- ASSIGNMENT
For each statement, say yes or no to whether it agrees with the tribute to Molly Ivins, and quote the words of the text that decide it: (a) Ivins died at 62 of breast cancer; (b) Ivins called herself anti-gun; (c) "Shrub" was written after the 2000 White House election.

- EXTRACT PROVIDED
%%
Molly Ivins everything a columnist should be
Published 4:40 am Monday, February 5, 2007
By Staff
Brassy, sassy Molly Ivins was everything a columnist is supposed to be.
Unabashedly liberal and irreverent, this populist and tart-tongued Texan was never timid in the presence of power.
She went to bat for underdogs and lampooned the wealthy who made excuses for injustice.
She died Jan. 31 at 62 from the breast cancer she had overcome twice since 1999. Cancer, she said, "can kill you, but it doesn't make you a better person."
In 1999 her pointed pen wrote presciently in "Shrub," even before the 2000 White House election, that "for an upper-class white boy, Bush comes on way too hard-ass – at a guess to make up for being an upper-class white boy. But it's also a common Texas male trait. Someone should probably be worrying how all this could affect his handling of future encounters with some Saddam Hussein…"
She believed in people exercising their rights and wrote in September 2005: "This is a column for everyone in the path of Hurricane Katrina who ever said, 'I'm sorry, I'm just not interested in politics … I suppose the National Rifle Association would argue, 'Government policies don't kill people, hurricanes kill people.' Actually, hurricanes plus government policies kill people."
She consistently railed against the war: "We are the people who run this country. We are the deciders. And every single day, every single one of us needs to step outside and take some action to help stop this war. Raise hell. Think of something to make the ridiculous look ridiculous. Make our troops know we're for them and are trying to get them out of there … We need people in the streets, banging pots and pans and demanding, 'Stop it now!' "
Her views on gun control she cleverly summed up this way: "I am not anti-gun. I'm pro knife. Consider the merits of the knife. In the first place, you have to catch up with someone in order to stab him. General substitution of knives for guns would promote physical fitness. We'd turn into a whole nation of great runners. Plus, knives don't ricochet. And people are seldom killed while cleaning their knives."
Ivins' life reminds us that journalism is supposed to be brave, direct and a catalyst to thought, debate and action.
She held politicians' feet to the fire, never backed down and did it in a witty way.
She is missed already, but we can keep alive her challenge to "keep fighting for freedom and justice … but don't forget to have fun doin' it."
%%
- DATASET CONTENT
%%
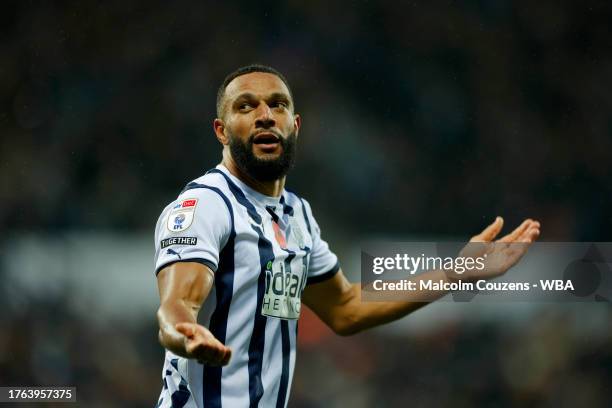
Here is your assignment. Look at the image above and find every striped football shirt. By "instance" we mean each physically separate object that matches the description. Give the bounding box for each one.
[155,165,339,408]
%%
- OUTPUT
(a) Yes: "She died Jan. 31 at 62 from the breast cancer she had overcome twice since 1999."
(b) No: "I am not anti-gun. I'm pro knife."
(c) No: "In 1999 her pointed pen wrote presciently in "Shrub," even before the 2000 White House election"